### EXERCISE PROMPT
Return every line in the records below that contains the word "white", copying each such line in full.
— start of INFORMATION SUPPLIED —
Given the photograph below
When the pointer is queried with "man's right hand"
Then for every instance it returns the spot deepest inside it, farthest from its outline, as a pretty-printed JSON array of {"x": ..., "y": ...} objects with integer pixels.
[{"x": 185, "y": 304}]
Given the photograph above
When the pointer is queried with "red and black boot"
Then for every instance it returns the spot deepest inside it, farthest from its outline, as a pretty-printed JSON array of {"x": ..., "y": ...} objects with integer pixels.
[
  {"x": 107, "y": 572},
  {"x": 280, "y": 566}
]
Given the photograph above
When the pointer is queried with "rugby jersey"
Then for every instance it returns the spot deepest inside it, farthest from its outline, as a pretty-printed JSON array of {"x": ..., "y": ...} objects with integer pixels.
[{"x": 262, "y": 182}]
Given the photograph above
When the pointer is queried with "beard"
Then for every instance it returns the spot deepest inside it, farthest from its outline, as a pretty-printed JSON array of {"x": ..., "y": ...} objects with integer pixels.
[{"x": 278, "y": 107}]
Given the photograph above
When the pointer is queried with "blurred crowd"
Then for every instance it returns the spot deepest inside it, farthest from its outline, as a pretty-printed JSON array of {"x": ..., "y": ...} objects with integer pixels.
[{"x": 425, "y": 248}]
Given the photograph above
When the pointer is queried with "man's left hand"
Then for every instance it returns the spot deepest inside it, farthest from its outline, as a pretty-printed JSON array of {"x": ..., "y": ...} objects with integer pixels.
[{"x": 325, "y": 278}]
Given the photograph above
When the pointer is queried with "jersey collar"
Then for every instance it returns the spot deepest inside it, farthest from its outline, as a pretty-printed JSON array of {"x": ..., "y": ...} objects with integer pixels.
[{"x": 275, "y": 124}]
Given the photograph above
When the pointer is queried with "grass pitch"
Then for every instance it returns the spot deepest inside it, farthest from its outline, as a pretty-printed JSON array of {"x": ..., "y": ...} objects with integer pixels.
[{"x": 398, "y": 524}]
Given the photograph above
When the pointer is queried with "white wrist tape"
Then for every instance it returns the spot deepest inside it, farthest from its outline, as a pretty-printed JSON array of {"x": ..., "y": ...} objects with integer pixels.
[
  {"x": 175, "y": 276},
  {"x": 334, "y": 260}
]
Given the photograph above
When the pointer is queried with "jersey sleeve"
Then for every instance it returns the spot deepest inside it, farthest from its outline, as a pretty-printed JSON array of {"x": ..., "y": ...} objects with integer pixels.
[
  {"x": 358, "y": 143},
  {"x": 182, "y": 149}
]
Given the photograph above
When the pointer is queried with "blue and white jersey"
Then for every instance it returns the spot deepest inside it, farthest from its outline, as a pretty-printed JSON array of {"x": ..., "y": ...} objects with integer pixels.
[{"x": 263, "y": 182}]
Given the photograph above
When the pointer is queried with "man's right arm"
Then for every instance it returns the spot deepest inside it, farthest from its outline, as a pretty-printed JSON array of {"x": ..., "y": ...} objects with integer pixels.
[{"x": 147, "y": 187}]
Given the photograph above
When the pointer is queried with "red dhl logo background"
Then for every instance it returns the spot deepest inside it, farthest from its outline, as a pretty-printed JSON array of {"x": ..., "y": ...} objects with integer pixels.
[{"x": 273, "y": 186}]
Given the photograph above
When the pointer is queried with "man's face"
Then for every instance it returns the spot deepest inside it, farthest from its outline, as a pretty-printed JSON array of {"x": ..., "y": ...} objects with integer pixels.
— end of INFORMATION SUPPLIED —
### EXERCISE OUTPUT
When the pointer is queried with "white wrist tape"
When the pointer is queried with "blue and white jersey"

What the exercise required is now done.